# Work to do:
Give an exact copy of every line, leaving images out.

# Exercise material:

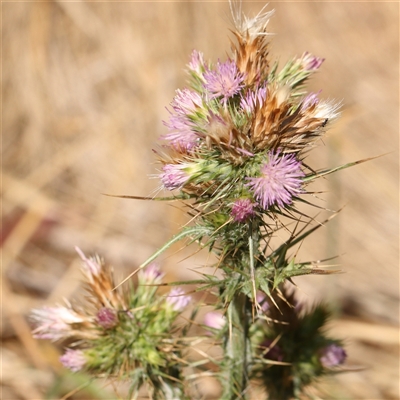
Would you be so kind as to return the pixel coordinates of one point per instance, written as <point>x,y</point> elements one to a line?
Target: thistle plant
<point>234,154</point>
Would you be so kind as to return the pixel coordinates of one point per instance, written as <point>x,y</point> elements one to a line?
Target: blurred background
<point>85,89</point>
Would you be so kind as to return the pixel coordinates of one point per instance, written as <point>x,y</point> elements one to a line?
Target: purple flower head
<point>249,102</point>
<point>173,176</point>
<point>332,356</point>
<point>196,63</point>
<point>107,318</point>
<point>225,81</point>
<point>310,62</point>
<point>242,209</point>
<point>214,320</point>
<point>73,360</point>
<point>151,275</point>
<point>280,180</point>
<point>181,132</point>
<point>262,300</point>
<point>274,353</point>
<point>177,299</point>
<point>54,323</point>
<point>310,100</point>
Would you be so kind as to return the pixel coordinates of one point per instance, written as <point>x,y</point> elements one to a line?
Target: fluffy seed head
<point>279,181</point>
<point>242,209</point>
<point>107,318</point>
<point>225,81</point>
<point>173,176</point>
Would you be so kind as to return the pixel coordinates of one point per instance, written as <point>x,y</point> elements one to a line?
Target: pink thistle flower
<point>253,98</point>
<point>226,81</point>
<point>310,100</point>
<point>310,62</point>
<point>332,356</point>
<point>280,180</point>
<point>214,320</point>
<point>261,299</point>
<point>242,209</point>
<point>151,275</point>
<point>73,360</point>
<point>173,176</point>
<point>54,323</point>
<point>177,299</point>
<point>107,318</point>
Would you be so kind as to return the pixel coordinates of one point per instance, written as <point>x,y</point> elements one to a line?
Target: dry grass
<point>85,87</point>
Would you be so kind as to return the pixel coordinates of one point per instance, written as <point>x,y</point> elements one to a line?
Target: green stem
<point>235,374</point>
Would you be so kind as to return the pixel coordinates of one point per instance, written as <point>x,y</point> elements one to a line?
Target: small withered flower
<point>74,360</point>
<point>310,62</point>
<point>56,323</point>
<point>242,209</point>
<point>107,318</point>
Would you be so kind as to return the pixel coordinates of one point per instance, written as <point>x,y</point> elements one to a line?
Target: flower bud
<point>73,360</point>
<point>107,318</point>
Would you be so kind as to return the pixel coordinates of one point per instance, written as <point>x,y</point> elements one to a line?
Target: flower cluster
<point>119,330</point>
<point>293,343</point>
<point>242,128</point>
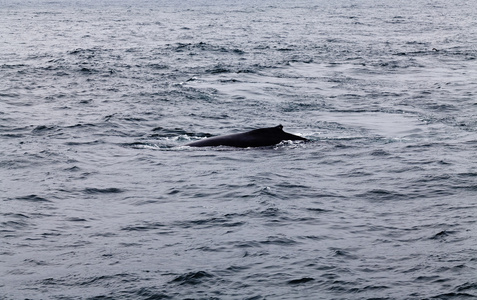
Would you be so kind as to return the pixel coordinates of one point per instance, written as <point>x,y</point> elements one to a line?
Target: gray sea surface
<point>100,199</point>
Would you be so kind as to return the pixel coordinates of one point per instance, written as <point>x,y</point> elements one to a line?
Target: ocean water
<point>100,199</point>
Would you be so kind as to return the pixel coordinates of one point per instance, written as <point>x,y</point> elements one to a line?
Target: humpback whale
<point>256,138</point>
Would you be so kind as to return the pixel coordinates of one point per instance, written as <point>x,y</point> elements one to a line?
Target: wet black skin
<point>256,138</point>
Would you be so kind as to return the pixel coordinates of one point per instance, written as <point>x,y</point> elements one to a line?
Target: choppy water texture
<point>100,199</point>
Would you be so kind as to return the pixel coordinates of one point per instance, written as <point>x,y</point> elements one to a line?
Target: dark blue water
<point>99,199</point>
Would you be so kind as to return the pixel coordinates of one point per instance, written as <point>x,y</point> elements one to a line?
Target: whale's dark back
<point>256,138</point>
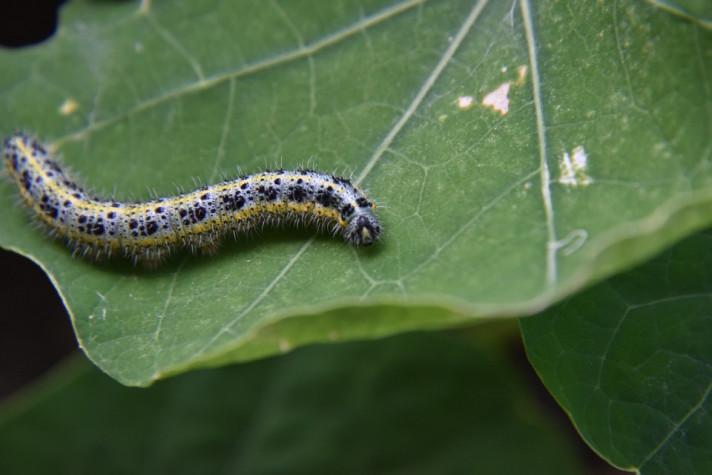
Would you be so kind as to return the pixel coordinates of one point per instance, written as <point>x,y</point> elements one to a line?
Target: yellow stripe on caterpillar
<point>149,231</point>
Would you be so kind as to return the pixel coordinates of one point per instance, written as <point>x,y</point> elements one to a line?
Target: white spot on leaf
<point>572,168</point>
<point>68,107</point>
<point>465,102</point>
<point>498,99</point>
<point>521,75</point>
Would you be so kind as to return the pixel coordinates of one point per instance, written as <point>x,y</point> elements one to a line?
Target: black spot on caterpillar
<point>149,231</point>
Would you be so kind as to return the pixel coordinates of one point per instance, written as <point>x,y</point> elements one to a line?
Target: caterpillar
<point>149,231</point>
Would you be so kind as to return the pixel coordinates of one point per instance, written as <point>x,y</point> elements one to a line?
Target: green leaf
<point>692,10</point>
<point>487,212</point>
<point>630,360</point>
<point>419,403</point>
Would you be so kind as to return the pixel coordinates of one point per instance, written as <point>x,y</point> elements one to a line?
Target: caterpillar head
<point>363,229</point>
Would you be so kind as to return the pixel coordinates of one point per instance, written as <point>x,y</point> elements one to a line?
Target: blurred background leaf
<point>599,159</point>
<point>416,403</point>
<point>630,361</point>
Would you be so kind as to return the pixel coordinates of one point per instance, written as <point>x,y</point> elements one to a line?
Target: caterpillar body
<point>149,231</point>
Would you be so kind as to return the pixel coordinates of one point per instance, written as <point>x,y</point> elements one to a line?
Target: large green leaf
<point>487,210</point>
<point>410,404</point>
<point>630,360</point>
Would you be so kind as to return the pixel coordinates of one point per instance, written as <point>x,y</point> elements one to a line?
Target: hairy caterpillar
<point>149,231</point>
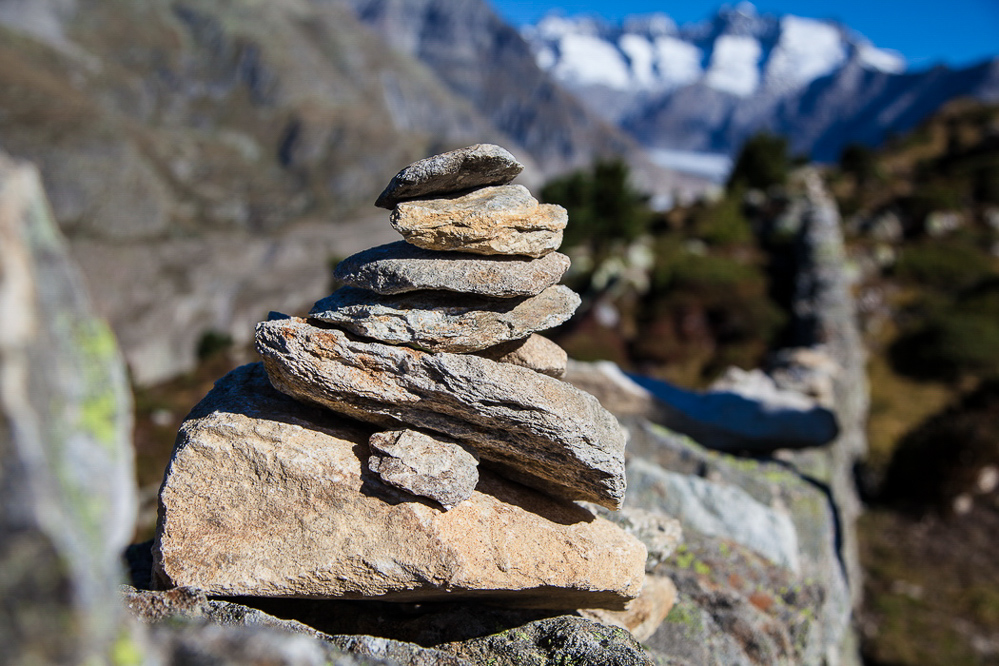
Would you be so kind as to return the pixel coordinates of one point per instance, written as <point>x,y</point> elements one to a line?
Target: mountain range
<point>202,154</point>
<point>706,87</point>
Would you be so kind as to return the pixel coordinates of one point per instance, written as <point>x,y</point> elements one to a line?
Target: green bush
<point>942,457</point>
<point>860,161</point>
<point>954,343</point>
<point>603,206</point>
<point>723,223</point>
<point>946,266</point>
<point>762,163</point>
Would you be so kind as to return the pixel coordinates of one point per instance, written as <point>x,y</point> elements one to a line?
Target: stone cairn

# Final answer:
Would you be so kind as to return the pixel coordinates of one point per instance, written as <point>x,y</point> elements one to a line?
Target: thistle plant
<point>234,154</point>
Would you be so kind as to return the pixel coordinates of one point per instance, written as <point>x,y</point> elements one to a line?
Target: blurred background
<point>85,89</point>
Would you be so kind as to return the pixel coordinates of one point per instance, written as <point>x,y</point> elements one to a line?
Target: purple flower head
<point>249,102</point>
<point>173,176</point>
<point>332,356</point>
<point>196,63</point>
<point>107,318</point>
<point>225,81</point>
<point>310,62</point>
<point>242,209</point>
<point>214,320</point>
<point>73,360</point>
<point>151,275</point>
<point>280,180</point>
<point>181,132</point>
<point>262,300</point>
<point>274,353</point>
<point>177,299</point>
<point>54,323</point>
<point>310,100</point>
Would you be so kind as to return the pixel coordinates of one point per instance, written as <point>x,y</point> elements one to a line?
Target: fluffy seed head
<point>279,181</point>
<point>242,209</point>
<point>107,318</point>
<point>225,81</point>
<point>173,176</point>
Would you be so kind as to return the pixel coordinates of one point per instance, written as <point>x,y</point> elements one to a line?
Target: pink thistle flower
<point>253,98</point>
<point>226,81</point>
<point>310,100</point>
<point>310,62</point>
<point>332,356</point>
<point>280,180</point>
<point>214,320</point>
<point>261,299</point>
<point>242,209</point>
<point>151,275</point>
<point>73,360</point>
<point>173,176</point>
<point>54,323</point>
<point>177,299</point>
<point>107,318</point>
Would you be so kind as to return the pixel coordinates of one point per instance, written as <point>x,y</point> elements one to a line?
Target: dry grass
<point>85,87</point>
Would you be so kind as to return the pixel coordinates of one point per instance, written as <point>x,y</point> elements one to a line?
Target: green stem
<point>235,374</point>
Would you be so kind as to return the pixel coordinates of one point per instance, written as <point>x,y</point> elements one to a line?
Target: small withered flower
<point>74,360</point>
<point>310,62</point>
<point>56,323</point>
<point>242,209</point>
<point>107,318</point>
Would you be so kind as to return the pixel coordinates of one point per instance, written as <point>x,y</point> elements one to a line?
Target: flower bud
<point>73,360</point>
<point>107,318</point>
Would you be so kind as to return the pixel coordinates of one point per instance, written as <point>x,y</point> elements one to a line?
Target: flower cluster
<point>119,330</point>
<point>293,343</point>
<point>242,128</point>
Would you be so kind as to return the pixel coordinates of one point per instance, written as <point>x,y</point> elements one to a line?
Target: gray sea surface
<point>100,199</point>
Would you be so kind as to return the pixel coordinates of one point per instance, written as <point>x,y</point> elements one to a line?
Target: ocean water
<point>100,199</point>
Would you be so kind as to return the pixel coordinates of one point per instance, written as <point>x,y</point> elements one to a line?
Target: humpback whale
<point>256,138</point>
Would you be so kind as to return the pixel coordinates of one point per instance, written as <point>x,y</point> elements one to a line?
Target: wet black skin
<point>256,138</point>
Would you be so kind as to return the pixel coordinates of one point per instance, written as <point>x,y</point> elements one to a line?
Target: choppy water texture
<point>100,199</point>
Would you be so kind as to return the pixel coordinates of one point per instance, written as <point>x,y</point> elements one to a line?
Target: dark blue water
<point>99,199</point>
Would you be so kind as to return the pixel coordinates of one point per instance, written as <point>x,y</point> elements one to a line?
Target: whale's dark back
<point>256,138</point>
Would you be so kind as to return the pixel coordinates of one point per instance, written as <point>x,y</point> elements one to a line?
Target: yellow stripe on caterpillar
<point>149,231</point>
Would you be so kind as to return the pixel coordinates of one point per instance, written as <point>x,y</point> elements one to a line?
Target: white spot on leaf
<point>572,168</point>
<point>68,107</point>
<point>465,102</point>
<point>498,99</point>
<point>521,75</point>
Would you be so kind as to return the pixel coordinates of one point per instance, written as <point>x,y</point> elements one to a line?
Target: black spot on caterpillar
<point>149,231</point>
Would you be so kind as to return the pixel coordinates of one point per instance, written as <point>x,y</point> elements one to a line?
Target: caterpillar
<point>149,231</point>
Would you be so kind as to return the pixel coordinates of one point per instance, written as <point>x,y</point> elements one to a line?
Target: green leaf
<point>692,10</point>
<point>487,212</point>
<point>630,360</point>
<point>419,403</point>
Would you be so kind as to return the pixel coordinates of one point per instance, written as <point>x,y</point> elements one to a line?
Target: caterpillar head
<point>363,229</point>
Would you be so kind as to return the pixel coordinates of one point per instance, written as <point>x,y</point> elements one to a line?
Target: blurred background leaf
<point>599,159</point>
<point>416,403</point>
<point>630,361</point>
Would you be so kind as to return the pixel coordinates of one point per instance, written as <point>x,y</point> elements one to a line?
Target: caterpillar body
<point>149,231</point>
Would you be so kind as to return the pixel coordinates of one point per instance, written as <point>x,y</point> elements one to a line?
Target: large green leaf
<point>487,210</point>
<point>410,404</point>
<point>630,360</point>
Would you be so kind as to return the pixel coordinates of one point per instance, written as <point>x,y</point> elements one to a line?
Target: hairy caterpillar
<point>149,231</point>
Would you be so kind as to return the pixel coordinates of one point per instance, written as <point>x,y</point> elements one to a line?
Target: mountain range
<point>202,154</point>
<point>706,87</point>
Would you be so kind as to return the pixel coordinates of one point per instance, written as <point>x,y</point> elements one to a line?
Target: green bush
<point>942,457</point>
<point>860,161</point>
<point>954,343</point>
<point>603,206</point>
<point>723,223</point>
<point>946,266</point>
<point>762,163</point>
Would you be so kind as to return the pixel coordinates of one point per instance, written as <point>x,y</point> elements one to a line?
Target: stone cairn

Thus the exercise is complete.